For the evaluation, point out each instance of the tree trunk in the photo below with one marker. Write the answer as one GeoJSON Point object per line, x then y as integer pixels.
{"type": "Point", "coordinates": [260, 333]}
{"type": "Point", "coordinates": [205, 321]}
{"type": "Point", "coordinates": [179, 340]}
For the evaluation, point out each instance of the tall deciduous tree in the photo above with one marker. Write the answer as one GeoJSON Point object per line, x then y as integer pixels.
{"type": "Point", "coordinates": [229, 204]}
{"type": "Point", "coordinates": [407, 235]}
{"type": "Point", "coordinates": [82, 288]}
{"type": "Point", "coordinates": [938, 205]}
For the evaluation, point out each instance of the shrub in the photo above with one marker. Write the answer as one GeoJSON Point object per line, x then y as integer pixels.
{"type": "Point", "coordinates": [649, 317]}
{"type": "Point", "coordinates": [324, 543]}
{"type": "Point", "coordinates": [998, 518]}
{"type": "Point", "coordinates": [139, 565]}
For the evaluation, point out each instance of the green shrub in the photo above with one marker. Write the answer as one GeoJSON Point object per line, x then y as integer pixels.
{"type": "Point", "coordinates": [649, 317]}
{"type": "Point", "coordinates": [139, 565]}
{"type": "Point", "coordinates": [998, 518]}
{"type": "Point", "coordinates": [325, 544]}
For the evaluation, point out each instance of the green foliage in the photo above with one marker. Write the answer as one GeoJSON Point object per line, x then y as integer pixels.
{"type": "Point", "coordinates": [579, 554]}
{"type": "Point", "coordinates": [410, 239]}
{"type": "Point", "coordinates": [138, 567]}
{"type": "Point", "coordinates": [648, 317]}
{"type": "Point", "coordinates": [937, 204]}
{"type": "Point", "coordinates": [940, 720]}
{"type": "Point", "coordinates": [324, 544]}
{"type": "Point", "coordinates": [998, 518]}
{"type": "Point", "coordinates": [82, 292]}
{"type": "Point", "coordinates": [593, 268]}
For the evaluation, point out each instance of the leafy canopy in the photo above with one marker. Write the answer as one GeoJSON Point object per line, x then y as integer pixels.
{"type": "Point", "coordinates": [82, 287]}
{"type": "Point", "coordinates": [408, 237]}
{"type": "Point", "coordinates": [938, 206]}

# The problem
Copy out, word for word, the lines above, starting with the line that contains "For the evaluation, point out each instance of the shrub" and ending with the last line.

# Response for this exercise
For the evaluation, point out each instance of the shrub in the photo above with one marker. Write the answer as one GeoJSON Point object per line, x then y as integer pixels.
{"type": "Point", "coordinates": [649, 317]}
{"type": "Point", "coordinates": [324, 543]}
{"type": "Point", "coordinates": [998, 518]}
{"type": "Point", "coordinates": [139, 565]}
For the evaluation, point out each instance of the green shrub in the photo above with one marker. Write the answer as one GeoJSON Point object per line, x then y as integer pixels.
{"type": "Point", "coordinates": [649, 317]}
{"type": "Point", "coordinates": [139, 565]}
{"type": "Point", "coordinates": [998, 518]}
{"type": "Point", "coordinates": [325, 544]}
For the evaluation, point out each instance of the green foliage in the photo above with one marker. Write the answer as one GeoJSON Point object per line, x then y as integer pixels.
{"type": "Point", "coordinates": [579, 554]}
{"type": "Point", "coordinates": [410, 239]}
{"type": "Point", "coordinates": [138, 567]}
{"type": "Point", "coordinates": [648, 317]}
{"type": "Point", "coordinates": [937, 204]}
{"type": "Point", "coordinates": [940, 720]}
{"type": "Point", "coordinates": [324, 544]}
{"type": "Point", "coordinates": [998, 518]}
{"type": "Point", "coordinates": [82, 292]}
{"type": "Point", "coordinates": [593, 268]}
For the evaluation, point out each instance of the leafy canopy in the photo above with one marker. Write the answer as one GeoJSON Point object per line, x then y as integer pixels.
{"type": "Point", "coordinates": [82, 287]}
{"type": "Point", "coordinates": [408, 237]}
{"type": "Point", "coordinates": [938, 206]}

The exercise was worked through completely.